- _Texte source_:
··········

UN TRAIT DU CARACTERE DE MONSEIGNEUR LEFEBVRE



Le séminaire d’Ecône avait commencé au mois d’octobre 1970. Lors de la première Messe célébrée par Mgr Lefebvre, nous eûmes une grande surprise, désagréable, inattendue de sa part ! Le Prélat célébrait bien sûr la Messe de Saint Pie V, mais selon la réforme de 1967, c’est-à-dire dans sa forme la plus simplifiée, avec suppression de multiples signes de croix et génuflexions, avec l’Elévation de l’Hostie et du Calice sans la génuflexion préalable, la récitation unique du « Domine non sum dignus » avant la Communion, célébrants et fidèles ensemble etc. Je ne comprenais pas, pas plus que mes confrères ni les séminaristes, qu’il ne célébrât pas selon l’Ordo de 1965 au moins. Et je lui citai après la Messe, la boutade du Père Abbé de Fontgombault : « On commence par enlever la barrette et l’on se retrouve marié ».


C’est ainsi que je m’employais, avec respect, délicatesse, mais persévérance et fermeté à obtenir de Mgr Lefebvre qu’il célébrât la Messe de Saint Pie V à laquelle il tenait tant. Je servais de prêtre assistant à l’autel, et je luis « soufflais » ce qu’il fallait faire ; je l’entraînais à faire la génuflexion qui avait été supprimée, en prenant son coude et en le tirant vers le bas. Et ainsi, grâce à moi, ou à cause de moi, la Messe de Saint Pie V fut enfin célébrée à Ecône, à la grande satisfaction de mes confrères, des séminaristes, et des fidèles qui y assistaient, dont M. et Mme de Saventhem, qui venaient chaque matin de Montreux (à 60 km d’Ecône) pour assister à la Messe tridentine.


Je fus bien sûr satisfait de voir que le Prélat avait repris sans difficulté l’Ordo de Saint Pie V. Mais j’en ressentis une certaine surprise, un certain étonnement devant la facilité avec laquelle le « doux entêté » s’était laissé faire « une douce violence ». Je pense que c’est la seule fois ou presque, où je parvins à le faire changer d’idée. Non pas qu’il n’ait jamais changé d’orientation. Mais je remarquai bien vite chez lui une propension à se laisser porter bien volontiers vers une ligne plus dure que, seul, il n’aurait pas osé prendre, soucieux des réactions de son entourage.

··········

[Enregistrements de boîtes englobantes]

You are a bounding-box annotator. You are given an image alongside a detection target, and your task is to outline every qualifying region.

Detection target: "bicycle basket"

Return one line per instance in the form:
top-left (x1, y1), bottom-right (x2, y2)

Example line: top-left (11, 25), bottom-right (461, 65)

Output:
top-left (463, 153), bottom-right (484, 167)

··········

Répondez brièvement aux questions suivantes sur le texte consacré à Mgr Lefebvre :
(a) En quel mois et en quelle année le séminaire d'Ecône a-t-il commencé ?
(b) De quelle ville M. et Mme de Saventhem venaient-ils chaque matin, et à quelle distance d'Ecône se trouve-t-elle ?
(c) À qui appartient la boutade citée au prélat après la Messe ?
Ce matériel provient d'une source distincte du texte.

- _Réponse_:
(a) Le séminaire d'Ecône a commencé au mois d'octobre 1970.
(b) Ils venaient de Montreux, située à 60 km d'Ecône.
(c) Cette boutade est celle du Père Abbé de Fontgombault.